All eyes are trained on Wisconsin, but corporate-backed politicians are clearly gunning for working people in every state across the country.
In a brazen new low, Michigan Governor Rick Snyder is on track to sign a new law under the guise of fiscal responsibility that will allow him to appoint emergency fiscal managers with powers so expansive they could "fire local elected officials, break contracts, seize and sell assets, eliminate services - and even eliminate whole cities or school districts without any public input," according to CBS.
Over the past week, Republican governors and legislators in state after state have taken aim at their own constituents with increasingly blatant attacks on education, public services, and working people's voices.
——————
Given problem ▸
In the text on state governors and working people, which official is on track to sign the law allowing the appointment of emergency fiscal managers?
——————
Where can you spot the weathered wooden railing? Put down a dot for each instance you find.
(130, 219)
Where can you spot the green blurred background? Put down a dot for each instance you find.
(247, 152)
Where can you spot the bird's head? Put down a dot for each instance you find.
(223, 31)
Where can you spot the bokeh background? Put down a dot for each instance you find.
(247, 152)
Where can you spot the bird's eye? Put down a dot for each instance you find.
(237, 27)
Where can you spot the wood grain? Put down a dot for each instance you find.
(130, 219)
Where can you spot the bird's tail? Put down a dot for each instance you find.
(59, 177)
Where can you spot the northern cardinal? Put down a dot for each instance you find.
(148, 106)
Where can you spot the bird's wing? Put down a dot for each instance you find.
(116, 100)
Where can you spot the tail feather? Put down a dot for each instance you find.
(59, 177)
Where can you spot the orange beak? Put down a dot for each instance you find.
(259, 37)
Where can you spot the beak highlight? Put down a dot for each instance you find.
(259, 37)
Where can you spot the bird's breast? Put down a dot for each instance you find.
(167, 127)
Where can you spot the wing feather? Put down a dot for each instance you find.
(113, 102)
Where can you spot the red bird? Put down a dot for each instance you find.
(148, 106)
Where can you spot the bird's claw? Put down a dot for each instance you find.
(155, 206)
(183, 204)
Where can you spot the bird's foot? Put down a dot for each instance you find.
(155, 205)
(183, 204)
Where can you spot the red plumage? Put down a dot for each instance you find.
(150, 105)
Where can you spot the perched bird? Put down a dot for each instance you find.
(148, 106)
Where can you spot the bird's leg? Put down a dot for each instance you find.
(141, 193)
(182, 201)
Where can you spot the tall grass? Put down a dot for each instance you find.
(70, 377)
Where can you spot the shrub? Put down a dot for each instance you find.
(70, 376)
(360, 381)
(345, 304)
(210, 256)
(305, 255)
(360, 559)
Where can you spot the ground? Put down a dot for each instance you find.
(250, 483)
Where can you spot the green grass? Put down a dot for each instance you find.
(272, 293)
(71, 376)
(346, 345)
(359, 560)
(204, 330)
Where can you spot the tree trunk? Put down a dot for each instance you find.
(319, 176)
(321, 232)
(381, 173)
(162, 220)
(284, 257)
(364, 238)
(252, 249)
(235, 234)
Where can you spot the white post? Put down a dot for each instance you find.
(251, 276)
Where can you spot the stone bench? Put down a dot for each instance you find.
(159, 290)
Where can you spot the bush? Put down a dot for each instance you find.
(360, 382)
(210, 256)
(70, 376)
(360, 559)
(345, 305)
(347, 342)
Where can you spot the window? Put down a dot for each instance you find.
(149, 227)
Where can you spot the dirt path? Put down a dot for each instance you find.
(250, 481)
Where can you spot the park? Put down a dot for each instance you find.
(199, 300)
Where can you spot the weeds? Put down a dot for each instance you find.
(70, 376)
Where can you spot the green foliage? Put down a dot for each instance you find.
——————
Worked solution ▸
Michigan Governor Rick Snyder